» **TASK LIST**:
a – Write out the passage on vacant congressional offices from "But in Washington, D.C., where" up to and including "undertaking administrative responsibilities.".
b – Pull out every line of the rows that contains the string "trophy", matching case exactly.

[START OF GIVEN PASSAGE]

None of these offices could respond to press inquiries from Roll Call for this article because their press shops no longer exist.
“When handling media responsibilities, a spokesperson is responsible for conveying the opinion [or] message of that Representative,” said Salley Wood, a spokeswoman for the House Administration Committee who also handles media requests for the Clerk’s office. “Absent a Representative, there is not a message that needs to be conveyed.”
So all operations become focused on constituent services and handling casework requests. In this way, district offices experience fewer changes in the transition from political to nonpartisan office: They were already making casework and constituent services their top priority.
But in Washington, D.C., where offices prioritize legislative advocacy and have day-to-day activities that typically revolve around a Member’s Congressional schedule and political agenda, the shift requires an adjustment.
“I think that was the hardest part, not being able to advocate for any particular issue once you didn’t have a Member,” said one staffer whose boss resigned in the middle of the legislative session. “It was frustrating for many people at first.”
Everyone becomes part staff assistant, pitching in on fielding constituent calls, responding to casework requests and undertaking administrative responsibilities.

[END OF GIVEN PASSAGE]
[START OF THE DATA]

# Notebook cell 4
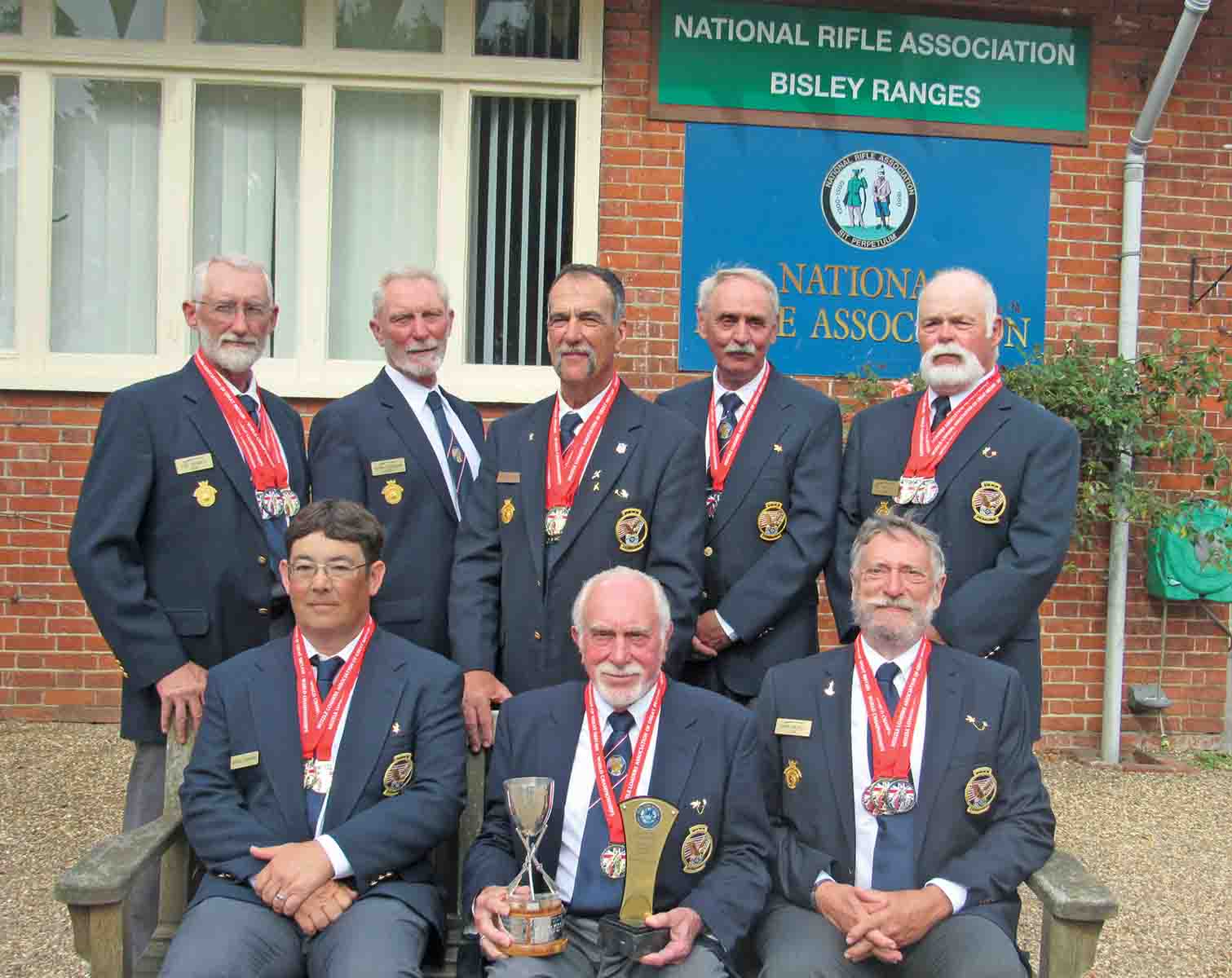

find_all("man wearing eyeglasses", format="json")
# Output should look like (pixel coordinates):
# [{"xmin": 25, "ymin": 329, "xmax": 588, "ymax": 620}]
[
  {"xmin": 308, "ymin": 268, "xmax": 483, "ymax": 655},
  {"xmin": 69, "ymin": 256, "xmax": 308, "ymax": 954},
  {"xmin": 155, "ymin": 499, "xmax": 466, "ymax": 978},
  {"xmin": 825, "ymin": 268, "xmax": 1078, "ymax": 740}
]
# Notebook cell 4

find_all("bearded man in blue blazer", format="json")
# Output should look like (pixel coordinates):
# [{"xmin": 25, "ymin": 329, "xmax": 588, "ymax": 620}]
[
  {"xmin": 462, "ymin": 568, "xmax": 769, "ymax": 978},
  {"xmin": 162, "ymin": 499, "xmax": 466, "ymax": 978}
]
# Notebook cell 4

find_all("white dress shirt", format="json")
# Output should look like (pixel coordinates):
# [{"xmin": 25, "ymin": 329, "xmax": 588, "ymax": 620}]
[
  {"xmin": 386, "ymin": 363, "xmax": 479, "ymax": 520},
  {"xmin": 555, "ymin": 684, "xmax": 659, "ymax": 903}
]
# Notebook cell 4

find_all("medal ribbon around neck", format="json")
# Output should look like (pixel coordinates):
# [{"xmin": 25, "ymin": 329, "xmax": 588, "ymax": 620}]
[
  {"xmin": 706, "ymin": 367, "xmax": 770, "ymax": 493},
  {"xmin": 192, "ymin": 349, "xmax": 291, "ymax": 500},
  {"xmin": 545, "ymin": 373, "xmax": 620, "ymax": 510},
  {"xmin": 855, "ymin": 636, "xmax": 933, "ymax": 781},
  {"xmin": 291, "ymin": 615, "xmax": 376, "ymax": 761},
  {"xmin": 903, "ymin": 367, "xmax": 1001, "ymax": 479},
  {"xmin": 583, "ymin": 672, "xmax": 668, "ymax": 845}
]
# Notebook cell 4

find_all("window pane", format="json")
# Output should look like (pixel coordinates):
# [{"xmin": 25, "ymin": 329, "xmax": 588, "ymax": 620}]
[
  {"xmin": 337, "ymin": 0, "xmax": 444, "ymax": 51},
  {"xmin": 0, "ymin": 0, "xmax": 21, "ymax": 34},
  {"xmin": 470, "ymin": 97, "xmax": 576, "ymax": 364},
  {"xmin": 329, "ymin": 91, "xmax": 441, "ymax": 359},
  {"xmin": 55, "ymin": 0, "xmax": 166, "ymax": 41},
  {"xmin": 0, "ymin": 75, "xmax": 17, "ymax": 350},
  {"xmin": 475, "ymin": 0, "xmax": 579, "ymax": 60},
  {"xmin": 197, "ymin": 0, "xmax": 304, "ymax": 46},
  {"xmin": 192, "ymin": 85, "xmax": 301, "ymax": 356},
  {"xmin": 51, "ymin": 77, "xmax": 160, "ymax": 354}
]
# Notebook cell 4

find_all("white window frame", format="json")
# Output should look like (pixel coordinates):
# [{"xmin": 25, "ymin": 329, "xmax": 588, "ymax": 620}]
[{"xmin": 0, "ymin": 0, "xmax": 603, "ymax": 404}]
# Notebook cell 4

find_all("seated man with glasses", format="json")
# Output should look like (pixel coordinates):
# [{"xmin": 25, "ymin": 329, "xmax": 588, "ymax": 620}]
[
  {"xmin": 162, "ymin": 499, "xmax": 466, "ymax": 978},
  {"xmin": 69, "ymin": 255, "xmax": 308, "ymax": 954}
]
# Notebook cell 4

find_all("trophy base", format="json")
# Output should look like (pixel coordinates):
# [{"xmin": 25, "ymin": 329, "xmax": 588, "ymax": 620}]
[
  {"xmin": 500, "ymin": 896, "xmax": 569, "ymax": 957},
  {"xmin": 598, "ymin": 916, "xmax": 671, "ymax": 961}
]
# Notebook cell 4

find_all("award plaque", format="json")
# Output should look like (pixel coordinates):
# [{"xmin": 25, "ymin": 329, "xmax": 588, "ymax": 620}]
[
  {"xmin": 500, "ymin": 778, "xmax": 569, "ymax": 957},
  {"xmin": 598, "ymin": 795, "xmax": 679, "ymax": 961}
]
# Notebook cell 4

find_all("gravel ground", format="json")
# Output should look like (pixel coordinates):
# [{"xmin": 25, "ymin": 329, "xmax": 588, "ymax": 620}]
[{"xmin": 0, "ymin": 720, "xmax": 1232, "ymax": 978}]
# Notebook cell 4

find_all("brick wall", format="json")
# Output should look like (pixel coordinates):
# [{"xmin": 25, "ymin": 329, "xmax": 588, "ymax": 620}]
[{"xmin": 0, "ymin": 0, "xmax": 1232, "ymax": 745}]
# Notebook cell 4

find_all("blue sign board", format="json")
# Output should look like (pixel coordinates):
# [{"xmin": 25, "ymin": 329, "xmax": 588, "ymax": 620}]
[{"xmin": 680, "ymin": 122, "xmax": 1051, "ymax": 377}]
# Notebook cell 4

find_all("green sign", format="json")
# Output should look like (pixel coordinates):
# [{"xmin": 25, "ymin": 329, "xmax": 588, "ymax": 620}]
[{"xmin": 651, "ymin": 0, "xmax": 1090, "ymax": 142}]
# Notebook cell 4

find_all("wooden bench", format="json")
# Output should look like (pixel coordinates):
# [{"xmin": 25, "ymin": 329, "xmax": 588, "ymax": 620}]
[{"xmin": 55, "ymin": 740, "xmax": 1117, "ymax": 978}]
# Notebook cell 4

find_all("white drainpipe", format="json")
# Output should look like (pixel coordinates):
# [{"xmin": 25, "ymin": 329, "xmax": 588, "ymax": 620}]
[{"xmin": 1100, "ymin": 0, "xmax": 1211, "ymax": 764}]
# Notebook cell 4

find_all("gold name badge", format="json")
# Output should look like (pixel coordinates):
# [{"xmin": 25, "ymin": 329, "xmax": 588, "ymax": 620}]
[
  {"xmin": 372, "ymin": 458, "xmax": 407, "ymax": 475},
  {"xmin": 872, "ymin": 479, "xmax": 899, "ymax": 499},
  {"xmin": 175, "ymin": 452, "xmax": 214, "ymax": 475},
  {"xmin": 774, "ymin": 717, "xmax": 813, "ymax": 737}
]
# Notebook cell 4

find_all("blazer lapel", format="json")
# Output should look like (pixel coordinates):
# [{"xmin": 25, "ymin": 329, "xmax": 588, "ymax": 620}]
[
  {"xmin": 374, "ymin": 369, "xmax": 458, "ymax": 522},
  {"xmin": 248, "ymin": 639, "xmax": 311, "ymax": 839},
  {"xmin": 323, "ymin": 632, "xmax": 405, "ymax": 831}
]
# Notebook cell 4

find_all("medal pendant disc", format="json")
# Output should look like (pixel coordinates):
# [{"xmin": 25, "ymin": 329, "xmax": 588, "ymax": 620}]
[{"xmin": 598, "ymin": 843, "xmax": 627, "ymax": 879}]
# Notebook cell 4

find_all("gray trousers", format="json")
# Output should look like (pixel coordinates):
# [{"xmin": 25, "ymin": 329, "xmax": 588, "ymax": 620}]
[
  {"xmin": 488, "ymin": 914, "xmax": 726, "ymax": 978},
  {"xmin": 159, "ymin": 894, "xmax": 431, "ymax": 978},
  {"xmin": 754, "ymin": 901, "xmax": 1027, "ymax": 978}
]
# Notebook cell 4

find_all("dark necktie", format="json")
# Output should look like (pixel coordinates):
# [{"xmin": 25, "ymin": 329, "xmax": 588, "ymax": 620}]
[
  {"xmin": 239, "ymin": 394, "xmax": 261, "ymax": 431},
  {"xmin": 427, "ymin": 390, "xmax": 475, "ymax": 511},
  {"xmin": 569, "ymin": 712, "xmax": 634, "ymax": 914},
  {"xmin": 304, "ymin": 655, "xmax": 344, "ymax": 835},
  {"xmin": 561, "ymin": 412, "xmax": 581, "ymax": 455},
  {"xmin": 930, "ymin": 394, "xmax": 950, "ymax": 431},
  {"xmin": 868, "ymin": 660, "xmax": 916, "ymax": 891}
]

[END OF THE DATA]
[START OF THE DATA]

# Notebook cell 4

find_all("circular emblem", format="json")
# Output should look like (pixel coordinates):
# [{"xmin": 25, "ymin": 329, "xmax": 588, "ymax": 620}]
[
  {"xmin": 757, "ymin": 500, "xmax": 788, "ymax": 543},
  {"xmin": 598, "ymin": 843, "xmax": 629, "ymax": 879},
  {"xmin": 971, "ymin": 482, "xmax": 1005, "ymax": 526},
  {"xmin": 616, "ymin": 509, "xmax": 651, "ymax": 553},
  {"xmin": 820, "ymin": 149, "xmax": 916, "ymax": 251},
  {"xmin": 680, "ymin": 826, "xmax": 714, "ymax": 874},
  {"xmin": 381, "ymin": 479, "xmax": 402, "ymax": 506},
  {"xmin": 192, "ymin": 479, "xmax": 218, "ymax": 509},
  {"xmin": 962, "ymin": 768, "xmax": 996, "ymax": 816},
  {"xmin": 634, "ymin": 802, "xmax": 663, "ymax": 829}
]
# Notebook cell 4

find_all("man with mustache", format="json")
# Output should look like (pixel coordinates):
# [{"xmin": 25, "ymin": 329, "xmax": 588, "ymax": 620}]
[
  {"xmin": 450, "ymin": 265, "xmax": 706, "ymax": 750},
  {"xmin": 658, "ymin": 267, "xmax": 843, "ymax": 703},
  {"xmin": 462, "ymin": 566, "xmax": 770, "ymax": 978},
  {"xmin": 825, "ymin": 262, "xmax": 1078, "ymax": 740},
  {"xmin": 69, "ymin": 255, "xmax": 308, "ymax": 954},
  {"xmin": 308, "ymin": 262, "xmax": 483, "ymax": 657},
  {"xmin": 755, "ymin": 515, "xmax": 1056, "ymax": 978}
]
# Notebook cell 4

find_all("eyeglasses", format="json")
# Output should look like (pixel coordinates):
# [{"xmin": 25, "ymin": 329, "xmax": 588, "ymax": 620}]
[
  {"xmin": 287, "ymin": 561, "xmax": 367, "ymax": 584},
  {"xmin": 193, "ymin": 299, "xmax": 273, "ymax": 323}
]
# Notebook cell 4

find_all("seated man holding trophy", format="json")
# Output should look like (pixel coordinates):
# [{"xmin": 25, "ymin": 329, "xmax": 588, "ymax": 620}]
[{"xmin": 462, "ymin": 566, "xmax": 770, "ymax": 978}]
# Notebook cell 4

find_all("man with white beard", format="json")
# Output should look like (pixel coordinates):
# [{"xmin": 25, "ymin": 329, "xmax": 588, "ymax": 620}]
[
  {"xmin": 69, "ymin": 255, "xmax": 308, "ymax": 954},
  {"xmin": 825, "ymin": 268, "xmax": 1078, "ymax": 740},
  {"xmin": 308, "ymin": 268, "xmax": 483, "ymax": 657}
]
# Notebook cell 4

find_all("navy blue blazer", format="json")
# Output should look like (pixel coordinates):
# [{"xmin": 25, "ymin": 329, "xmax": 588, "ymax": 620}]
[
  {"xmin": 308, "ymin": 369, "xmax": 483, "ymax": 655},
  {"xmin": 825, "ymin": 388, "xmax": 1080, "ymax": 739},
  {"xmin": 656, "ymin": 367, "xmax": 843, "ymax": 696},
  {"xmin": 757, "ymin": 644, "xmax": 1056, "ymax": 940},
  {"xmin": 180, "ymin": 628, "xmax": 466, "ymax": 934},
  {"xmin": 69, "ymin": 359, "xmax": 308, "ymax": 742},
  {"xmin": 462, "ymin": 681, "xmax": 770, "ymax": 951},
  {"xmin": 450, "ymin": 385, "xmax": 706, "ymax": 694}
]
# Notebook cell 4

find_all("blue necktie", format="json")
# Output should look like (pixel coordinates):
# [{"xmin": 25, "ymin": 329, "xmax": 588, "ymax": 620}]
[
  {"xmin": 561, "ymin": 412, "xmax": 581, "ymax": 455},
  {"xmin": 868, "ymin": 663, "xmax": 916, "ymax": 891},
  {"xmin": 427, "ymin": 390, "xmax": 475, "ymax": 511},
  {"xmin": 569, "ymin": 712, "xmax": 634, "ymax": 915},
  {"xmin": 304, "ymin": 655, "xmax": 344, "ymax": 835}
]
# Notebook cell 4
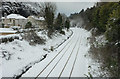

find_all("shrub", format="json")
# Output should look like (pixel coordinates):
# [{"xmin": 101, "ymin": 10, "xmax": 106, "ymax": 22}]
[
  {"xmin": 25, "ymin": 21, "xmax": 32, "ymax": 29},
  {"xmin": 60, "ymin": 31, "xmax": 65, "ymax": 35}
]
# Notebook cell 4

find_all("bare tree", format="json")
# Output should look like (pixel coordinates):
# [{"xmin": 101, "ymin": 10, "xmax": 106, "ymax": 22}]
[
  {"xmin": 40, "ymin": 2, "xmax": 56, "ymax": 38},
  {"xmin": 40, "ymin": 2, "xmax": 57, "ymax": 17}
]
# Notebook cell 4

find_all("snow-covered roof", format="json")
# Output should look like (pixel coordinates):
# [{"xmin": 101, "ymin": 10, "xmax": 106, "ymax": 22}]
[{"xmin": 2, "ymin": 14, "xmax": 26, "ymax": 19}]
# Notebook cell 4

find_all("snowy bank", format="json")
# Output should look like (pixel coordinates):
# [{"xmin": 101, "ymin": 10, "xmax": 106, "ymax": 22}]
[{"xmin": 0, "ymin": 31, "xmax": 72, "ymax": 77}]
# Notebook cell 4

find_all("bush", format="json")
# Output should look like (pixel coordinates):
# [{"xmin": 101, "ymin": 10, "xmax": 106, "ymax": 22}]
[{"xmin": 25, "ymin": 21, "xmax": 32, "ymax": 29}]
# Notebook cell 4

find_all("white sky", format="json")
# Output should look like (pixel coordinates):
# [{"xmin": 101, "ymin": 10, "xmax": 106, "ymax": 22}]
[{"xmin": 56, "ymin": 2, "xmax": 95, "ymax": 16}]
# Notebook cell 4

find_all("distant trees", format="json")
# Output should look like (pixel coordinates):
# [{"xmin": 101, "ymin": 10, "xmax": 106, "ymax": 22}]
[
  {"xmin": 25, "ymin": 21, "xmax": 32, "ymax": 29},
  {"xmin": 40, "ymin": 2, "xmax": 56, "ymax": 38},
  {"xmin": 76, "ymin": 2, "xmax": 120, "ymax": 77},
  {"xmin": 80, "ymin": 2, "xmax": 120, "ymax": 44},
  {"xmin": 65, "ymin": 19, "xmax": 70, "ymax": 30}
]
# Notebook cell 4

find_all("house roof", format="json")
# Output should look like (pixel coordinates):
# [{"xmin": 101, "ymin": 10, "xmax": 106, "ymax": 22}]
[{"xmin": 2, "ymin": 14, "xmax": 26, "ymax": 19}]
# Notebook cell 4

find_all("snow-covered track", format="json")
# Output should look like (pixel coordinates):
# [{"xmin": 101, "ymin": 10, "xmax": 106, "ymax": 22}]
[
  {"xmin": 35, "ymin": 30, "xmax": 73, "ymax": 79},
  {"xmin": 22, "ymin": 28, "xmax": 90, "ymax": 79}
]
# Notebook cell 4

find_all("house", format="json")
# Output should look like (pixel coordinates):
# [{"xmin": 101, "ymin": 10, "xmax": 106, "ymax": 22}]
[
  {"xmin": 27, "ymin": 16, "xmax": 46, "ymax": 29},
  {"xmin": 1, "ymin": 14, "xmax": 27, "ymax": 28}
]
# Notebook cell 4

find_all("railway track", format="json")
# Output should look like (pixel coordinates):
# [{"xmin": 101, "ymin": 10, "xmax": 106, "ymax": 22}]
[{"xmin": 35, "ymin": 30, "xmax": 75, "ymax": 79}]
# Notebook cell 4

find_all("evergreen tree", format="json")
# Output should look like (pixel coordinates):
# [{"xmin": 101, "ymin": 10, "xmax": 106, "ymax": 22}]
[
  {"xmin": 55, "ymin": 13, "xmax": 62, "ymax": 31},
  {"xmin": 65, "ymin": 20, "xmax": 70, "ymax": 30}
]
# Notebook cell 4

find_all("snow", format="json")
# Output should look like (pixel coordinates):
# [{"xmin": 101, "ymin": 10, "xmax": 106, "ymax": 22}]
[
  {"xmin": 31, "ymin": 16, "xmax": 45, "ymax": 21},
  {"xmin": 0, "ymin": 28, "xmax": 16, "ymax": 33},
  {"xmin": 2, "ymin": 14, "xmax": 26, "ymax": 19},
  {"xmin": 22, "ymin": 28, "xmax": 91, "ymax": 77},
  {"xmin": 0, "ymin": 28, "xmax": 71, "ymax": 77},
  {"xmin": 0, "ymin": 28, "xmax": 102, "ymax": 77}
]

[END OF THE DATA]
[START OF THE DATA]

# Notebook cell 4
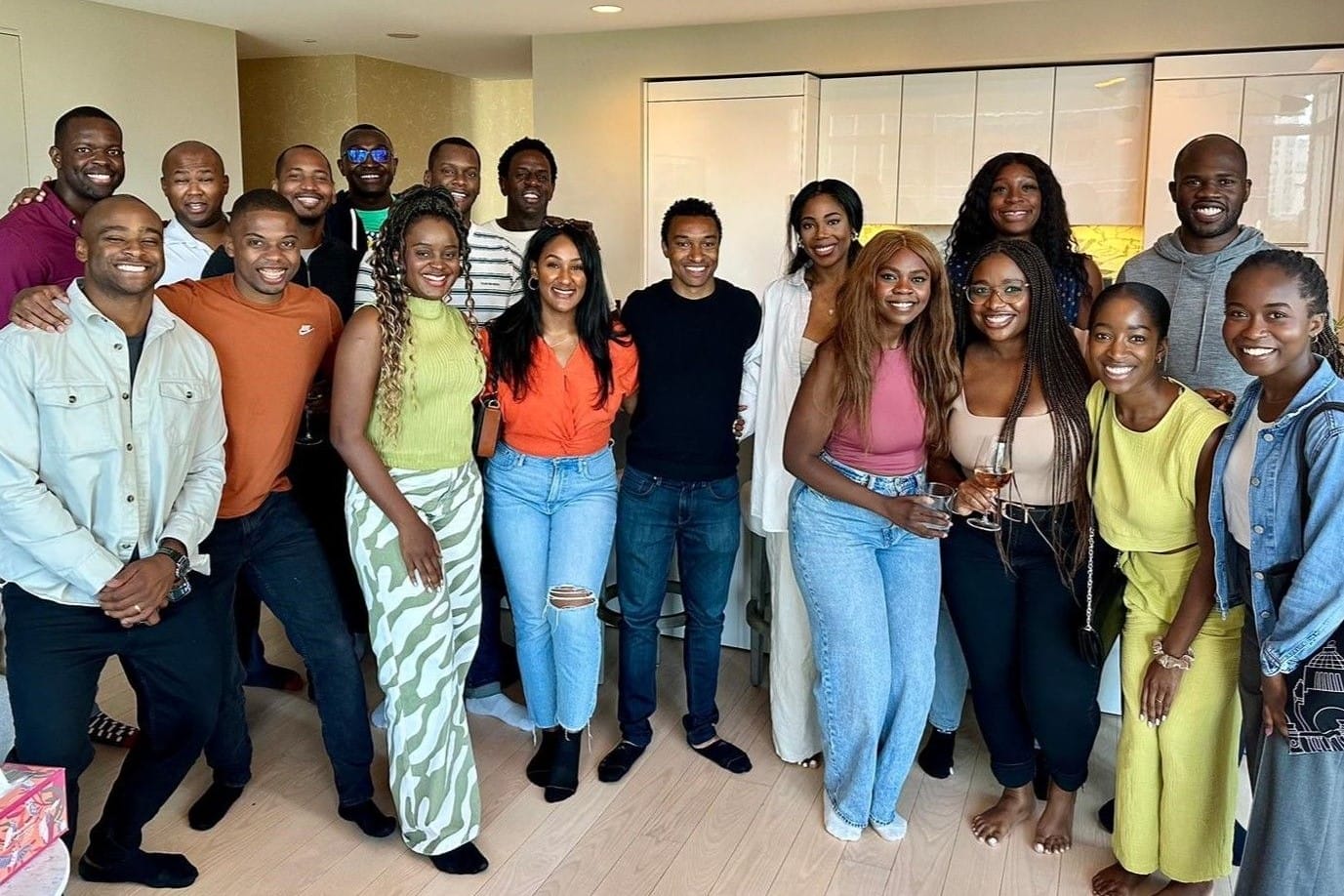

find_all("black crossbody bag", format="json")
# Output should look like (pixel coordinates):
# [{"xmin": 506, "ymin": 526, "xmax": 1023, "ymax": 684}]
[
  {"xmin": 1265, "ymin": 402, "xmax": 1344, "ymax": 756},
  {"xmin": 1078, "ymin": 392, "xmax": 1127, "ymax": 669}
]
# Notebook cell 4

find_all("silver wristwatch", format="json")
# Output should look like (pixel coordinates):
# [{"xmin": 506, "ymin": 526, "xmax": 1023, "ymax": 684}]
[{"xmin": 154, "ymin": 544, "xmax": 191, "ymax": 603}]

[END OF THE DATA]

» **COMPLETED EXERCISE**:
a –
But in Washington, D.C., where offices prioritize legislative advocacy and have day-to-day activities that typically revolve around a Member’s Congressional schedule and political agenda, the shift requires an adjustment.
“I think that was the hardest part, not being able to advocate for any particular issue once you didn’t have a Member,” said one staffer whose boss resigned in the middle of the legislative session. “It was frustrating for many people at first.”
Everyone becomes part staff assistant, pitching in on fielding constituent calls, responding to casework requests and undertaking administrative responsibilities.

b –
find_all("trophy base", format="json")
find_all("seated man holding trophy", format="json")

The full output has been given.